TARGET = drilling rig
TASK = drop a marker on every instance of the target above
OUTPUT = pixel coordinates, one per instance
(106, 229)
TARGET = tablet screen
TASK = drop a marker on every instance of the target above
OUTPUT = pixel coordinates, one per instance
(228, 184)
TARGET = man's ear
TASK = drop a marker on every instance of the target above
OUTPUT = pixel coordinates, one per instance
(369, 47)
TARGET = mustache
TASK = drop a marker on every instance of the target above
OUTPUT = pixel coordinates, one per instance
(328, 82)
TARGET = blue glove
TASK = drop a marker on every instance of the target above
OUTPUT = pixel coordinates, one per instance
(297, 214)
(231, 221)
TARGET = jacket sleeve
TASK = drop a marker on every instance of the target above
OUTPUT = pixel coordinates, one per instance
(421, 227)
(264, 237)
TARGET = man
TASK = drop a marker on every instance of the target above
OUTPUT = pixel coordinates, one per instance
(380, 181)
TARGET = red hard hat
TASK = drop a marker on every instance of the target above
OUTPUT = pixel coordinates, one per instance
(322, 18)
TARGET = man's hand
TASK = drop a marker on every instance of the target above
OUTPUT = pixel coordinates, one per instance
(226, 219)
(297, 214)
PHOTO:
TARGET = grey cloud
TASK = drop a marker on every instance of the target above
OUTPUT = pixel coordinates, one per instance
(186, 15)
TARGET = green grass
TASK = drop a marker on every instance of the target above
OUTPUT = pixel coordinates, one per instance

● Exercise details: Recast every item above as a numbered list, one line per entry, with the blank lines left out.

● Output for this exercise:
1. TARGET = drilling rig
2. TASK = drop a marker on every instance of the target above
3. OUTPUT = pixel coordinates, one per instance
4. (106, 229)
5. TARGET = tablet screen
6. TASK = drop a marker on every instance of the target above
7. OUTPUT = pixel coordinates, one per instance
8. (228, 184)
9. TARGET = man's ear
10. TASK = drop a marker on every instance of the target above
11. OUTPUT = pixel coordinates, one per instance
12. (369, 47)
13. TARGET = mustache
14. TASK = drop a marker on every instance of the target above
15. OUTPUT = pixel coordinates, one per instance
16. (328, 82)
17. TARGET = blue glove
18. TASK = drop a marker on every instance of the target above
19. OUTPUT = pixel coordinates, one per instance
20. (297, 214)
21. (231, 221)
22. TARGET = jacket sleeve
23. TASK = drop a marker on every instance of the target above
24. OUTPUT = pixel coordinates, one per instance
25. (421, 227)
26. (264, 237)
27. TARGET = man
28. TASK = drop a marker on every instance of the target above
29. OUTPUT = pixel coordinates, one per instance
30. (380, 181)
31. TARGET = red hard hat
32. TASK = drop a marker on every instance of the target above
33. OUTPUT = pixel coordinates, one per instance
34. (322, 18)
35. TARGET = man's hand
36. TASK = drop a marker on every instance of the target above
37. OUTPUT = pixel coordinates, one per instance
38. (226, 219)
39. (297, 214)
40. PHOTO:
41. TARGET = grey cloud
42. TASK = drop a marker on every instance of the target above
43. OUTPUT = pixel coordinates, one per instance
44. (186, 15)
45. TARGET = green grass
46. TASK = drop a marker on every instance of the target above
47. OUTPUT = pixel coordinates, one per instance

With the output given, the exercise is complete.